## [EXERCISE INSTRUCTIONS]
Translate this sentence from the mailing-list post on interrupt EOIs below into French: "I think that sending non-specific EOIs is the problem."

## [TEXT PASSAGE]
####
In <[EMAIL PROTECTED]>,
Andrew Gallatin wrote:
> Bruce Evans writes:
> > Possible causes of the problem:
> > 1) isa_handle_intr() claims to send specific EOIs (0x30 | irq) but
> > actually sends non-specific ones (0x20 | garbage). Since interrupts
> > may be handled in non-LIFO order, this results in EOIs being sent
> > for the wrong interrupts. I think this just randomizes the
> > brokenness caused by delaying sending of EOIs. I can't see how it
> > would result in an EOI being lost -- the right number of EOIs will
> > have been sent after all handlers have returned.
>
>
> I think that sending non-specific EOIs is the problem. Sending
> specific EOIs seem to eliminate my nic timeouts and the need to
> manually feed an eoi to recover from a missing interrupt.
####
(Excerpts of pointing data)
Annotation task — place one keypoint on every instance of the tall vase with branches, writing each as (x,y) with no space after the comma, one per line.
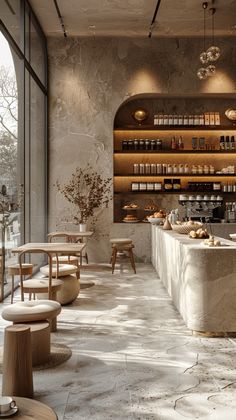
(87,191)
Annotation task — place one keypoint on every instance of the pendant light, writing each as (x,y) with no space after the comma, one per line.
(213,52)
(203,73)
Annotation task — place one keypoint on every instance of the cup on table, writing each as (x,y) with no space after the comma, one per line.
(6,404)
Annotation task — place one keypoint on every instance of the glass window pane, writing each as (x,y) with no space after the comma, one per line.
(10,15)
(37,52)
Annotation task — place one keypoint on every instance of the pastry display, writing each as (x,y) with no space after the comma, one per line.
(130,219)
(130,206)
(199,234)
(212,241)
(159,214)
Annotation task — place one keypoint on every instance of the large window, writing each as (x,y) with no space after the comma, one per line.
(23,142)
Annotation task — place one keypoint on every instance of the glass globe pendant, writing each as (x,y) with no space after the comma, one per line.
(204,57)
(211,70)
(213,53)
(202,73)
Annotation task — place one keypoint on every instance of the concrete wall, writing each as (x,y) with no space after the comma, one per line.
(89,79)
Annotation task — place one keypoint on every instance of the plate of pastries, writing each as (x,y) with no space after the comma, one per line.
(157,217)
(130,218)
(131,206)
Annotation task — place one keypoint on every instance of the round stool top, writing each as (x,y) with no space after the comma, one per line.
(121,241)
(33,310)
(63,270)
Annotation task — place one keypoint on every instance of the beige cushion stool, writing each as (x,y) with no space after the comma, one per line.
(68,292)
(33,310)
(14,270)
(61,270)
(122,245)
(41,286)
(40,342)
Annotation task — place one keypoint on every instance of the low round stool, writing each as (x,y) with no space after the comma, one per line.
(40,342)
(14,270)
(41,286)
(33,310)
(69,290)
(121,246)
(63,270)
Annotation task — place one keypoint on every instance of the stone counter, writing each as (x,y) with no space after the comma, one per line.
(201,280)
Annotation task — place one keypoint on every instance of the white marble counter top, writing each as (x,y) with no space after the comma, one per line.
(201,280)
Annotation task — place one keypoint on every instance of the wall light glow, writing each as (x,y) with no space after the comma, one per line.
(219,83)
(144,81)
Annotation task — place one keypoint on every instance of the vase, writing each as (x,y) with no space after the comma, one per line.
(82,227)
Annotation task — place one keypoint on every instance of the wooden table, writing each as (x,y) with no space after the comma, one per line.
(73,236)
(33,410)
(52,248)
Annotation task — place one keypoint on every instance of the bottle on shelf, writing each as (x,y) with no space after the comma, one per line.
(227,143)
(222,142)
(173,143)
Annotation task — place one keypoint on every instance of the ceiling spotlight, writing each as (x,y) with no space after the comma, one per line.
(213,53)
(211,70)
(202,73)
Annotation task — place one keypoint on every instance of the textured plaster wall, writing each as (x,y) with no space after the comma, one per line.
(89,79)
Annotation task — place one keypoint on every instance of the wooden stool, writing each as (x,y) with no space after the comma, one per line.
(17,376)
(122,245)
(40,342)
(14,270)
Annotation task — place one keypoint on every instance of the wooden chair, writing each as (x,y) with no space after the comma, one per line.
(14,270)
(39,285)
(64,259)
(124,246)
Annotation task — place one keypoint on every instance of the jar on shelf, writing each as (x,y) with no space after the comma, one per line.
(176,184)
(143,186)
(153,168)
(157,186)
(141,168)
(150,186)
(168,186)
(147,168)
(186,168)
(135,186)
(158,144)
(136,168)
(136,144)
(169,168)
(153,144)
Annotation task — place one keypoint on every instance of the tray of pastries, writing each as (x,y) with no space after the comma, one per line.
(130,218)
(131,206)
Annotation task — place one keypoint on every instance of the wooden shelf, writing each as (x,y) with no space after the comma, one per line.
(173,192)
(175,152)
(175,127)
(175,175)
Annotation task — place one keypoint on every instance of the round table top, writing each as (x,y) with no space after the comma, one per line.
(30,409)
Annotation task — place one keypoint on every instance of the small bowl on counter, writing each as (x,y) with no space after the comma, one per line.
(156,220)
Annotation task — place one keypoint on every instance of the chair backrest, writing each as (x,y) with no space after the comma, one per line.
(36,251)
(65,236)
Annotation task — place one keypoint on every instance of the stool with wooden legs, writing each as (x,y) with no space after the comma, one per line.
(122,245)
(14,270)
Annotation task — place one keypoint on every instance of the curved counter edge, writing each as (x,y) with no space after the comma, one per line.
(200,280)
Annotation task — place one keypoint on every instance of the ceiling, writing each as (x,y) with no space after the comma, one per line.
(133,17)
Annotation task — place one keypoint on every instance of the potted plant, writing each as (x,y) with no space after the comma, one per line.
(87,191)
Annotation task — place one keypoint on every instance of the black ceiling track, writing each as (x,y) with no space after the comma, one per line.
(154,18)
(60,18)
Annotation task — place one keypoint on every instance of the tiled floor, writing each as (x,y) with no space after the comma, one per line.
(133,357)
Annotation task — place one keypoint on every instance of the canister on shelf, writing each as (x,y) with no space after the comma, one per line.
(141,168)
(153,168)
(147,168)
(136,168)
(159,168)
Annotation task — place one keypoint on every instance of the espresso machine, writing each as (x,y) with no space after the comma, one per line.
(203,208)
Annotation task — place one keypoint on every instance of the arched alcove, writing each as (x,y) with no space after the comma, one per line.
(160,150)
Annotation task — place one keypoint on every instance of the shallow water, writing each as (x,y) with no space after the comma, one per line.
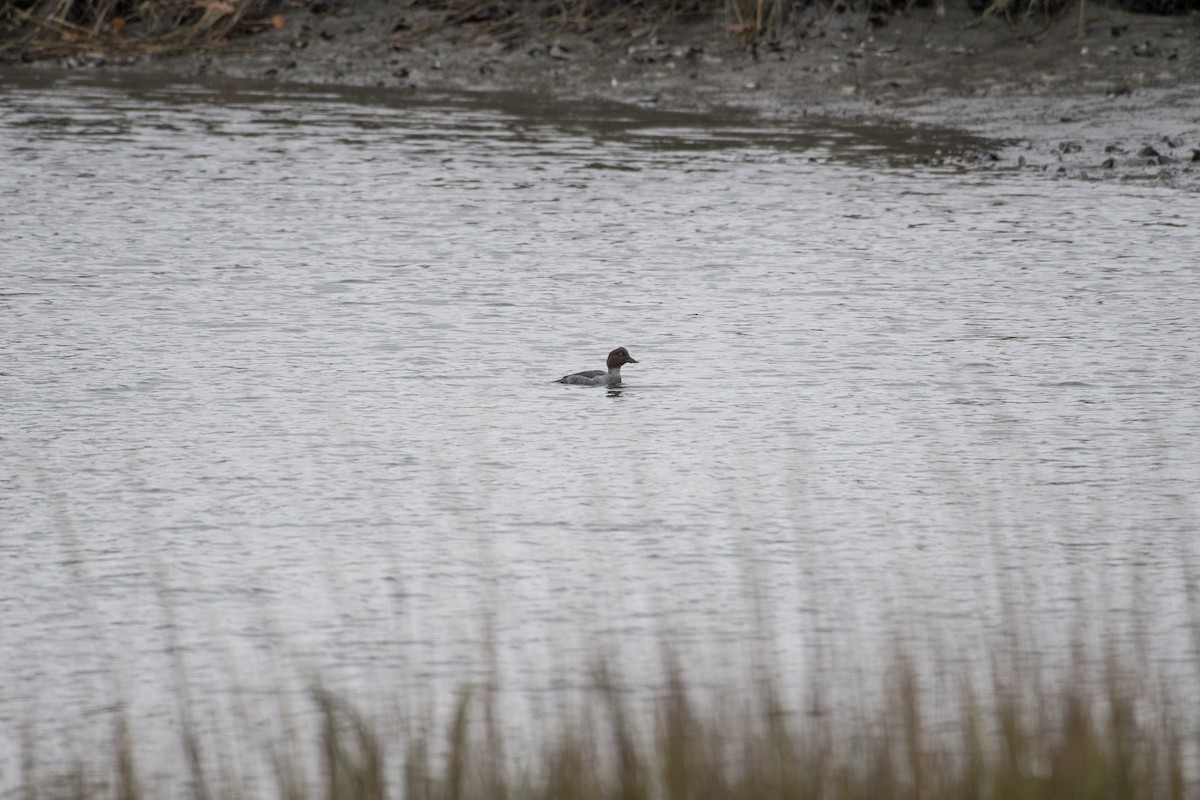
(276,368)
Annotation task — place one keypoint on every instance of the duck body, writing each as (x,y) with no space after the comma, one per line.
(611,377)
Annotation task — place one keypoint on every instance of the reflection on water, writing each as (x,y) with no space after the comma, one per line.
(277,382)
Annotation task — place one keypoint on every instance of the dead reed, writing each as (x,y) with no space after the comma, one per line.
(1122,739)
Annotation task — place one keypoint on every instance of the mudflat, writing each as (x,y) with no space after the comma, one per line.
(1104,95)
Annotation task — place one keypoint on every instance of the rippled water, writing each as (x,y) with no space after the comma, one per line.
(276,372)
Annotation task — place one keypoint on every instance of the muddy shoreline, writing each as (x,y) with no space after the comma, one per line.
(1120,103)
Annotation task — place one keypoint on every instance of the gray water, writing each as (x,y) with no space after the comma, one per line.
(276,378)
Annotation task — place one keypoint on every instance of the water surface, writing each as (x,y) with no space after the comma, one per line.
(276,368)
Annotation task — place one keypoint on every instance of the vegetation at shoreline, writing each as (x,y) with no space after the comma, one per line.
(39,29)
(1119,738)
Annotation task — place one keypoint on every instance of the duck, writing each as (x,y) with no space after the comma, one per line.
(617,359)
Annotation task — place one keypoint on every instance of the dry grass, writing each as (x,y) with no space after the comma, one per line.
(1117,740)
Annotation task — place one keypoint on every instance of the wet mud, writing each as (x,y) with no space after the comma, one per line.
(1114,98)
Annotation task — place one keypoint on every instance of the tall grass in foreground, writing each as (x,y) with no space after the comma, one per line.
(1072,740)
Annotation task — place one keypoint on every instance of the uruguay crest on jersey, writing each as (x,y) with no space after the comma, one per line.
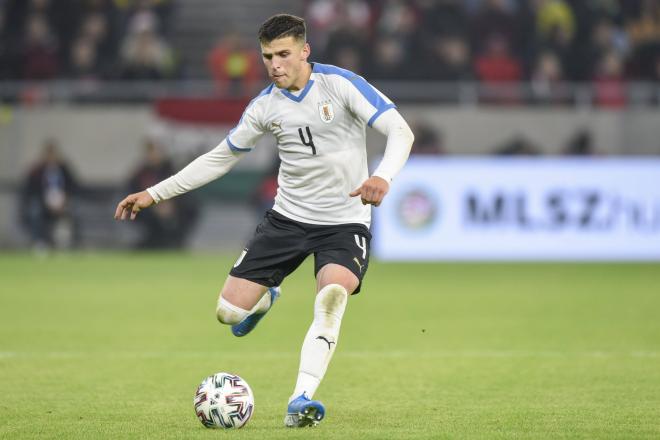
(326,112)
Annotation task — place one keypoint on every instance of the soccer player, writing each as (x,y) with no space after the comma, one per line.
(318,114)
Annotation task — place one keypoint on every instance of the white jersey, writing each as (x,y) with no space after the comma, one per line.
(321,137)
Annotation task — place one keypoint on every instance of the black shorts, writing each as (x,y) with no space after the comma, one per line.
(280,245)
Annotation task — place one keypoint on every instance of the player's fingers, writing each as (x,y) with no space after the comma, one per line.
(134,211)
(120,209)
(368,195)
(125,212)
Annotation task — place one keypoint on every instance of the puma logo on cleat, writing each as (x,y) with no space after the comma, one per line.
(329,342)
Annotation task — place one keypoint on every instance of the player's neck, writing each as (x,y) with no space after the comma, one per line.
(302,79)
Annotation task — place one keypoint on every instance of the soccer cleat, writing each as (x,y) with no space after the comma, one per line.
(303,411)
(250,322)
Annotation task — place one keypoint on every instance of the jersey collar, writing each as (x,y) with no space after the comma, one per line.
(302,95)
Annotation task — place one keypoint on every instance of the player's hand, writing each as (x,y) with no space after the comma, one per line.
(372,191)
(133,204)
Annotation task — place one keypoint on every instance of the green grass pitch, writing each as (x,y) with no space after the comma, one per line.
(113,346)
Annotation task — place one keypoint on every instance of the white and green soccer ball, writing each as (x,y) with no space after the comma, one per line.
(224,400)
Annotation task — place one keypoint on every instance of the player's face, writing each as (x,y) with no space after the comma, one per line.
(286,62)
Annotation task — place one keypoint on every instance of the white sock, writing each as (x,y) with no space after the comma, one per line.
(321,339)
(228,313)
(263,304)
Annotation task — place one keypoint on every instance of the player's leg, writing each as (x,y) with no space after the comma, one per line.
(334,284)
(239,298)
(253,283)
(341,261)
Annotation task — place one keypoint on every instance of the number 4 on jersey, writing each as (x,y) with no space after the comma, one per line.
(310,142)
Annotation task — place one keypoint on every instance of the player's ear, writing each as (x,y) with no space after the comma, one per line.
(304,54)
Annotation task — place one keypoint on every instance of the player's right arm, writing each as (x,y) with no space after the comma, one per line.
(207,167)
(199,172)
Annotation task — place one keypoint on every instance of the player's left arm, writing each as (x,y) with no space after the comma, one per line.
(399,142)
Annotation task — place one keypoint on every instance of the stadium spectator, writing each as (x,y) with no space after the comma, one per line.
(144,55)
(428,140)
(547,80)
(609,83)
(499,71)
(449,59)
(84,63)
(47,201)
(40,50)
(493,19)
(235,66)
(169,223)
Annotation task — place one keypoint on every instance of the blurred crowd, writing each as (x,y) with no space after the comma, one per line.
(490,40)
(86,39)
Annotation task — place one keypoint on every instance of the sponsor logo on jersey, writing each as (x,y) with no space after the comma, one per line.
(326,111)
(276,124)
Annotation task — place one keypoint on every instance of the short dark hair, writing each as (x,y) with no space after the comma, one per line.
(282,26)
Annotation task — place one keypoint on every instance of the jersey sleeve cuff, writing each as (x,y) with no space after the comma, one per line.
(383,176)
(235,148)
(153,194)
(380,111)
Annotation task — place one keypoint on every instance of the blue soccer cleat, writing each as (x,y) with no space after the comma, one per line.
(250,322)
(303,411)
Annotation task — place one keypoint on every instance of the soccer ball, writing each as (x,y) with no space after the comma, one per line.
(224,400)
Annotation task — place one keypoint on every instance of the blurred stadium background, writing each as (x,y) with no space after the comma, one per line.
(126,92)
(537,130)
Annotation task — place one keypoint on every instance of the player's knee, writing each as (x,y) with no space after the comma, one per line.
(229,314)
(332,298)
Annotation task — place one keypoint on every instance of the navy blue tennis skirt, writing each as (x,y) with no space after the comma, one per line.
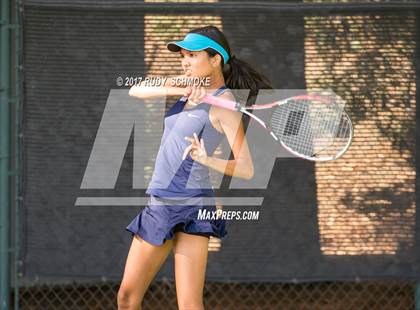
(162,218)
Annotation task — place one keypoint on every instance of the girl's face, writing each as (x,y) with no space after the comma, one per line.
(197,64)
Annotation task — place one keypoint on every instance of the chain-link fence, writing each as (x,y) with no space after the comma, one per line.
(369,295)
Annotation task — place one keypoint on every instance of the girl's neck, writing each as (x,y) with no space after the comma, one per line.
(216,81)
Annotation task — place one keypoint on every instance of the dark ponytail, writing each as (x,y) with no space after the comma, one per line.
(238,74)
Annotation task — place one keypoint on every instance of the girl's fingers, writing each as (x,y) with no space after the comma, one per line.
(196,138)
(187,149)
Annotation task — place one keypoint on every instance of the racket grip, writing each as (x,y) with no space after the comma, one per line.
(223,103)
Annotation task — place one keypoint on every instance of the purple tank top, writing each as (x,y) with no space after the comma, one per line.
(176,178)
####
## [PROBLEM SOLUTION]
Je pense que l'envoi d'EOI non spécifiques est le problème.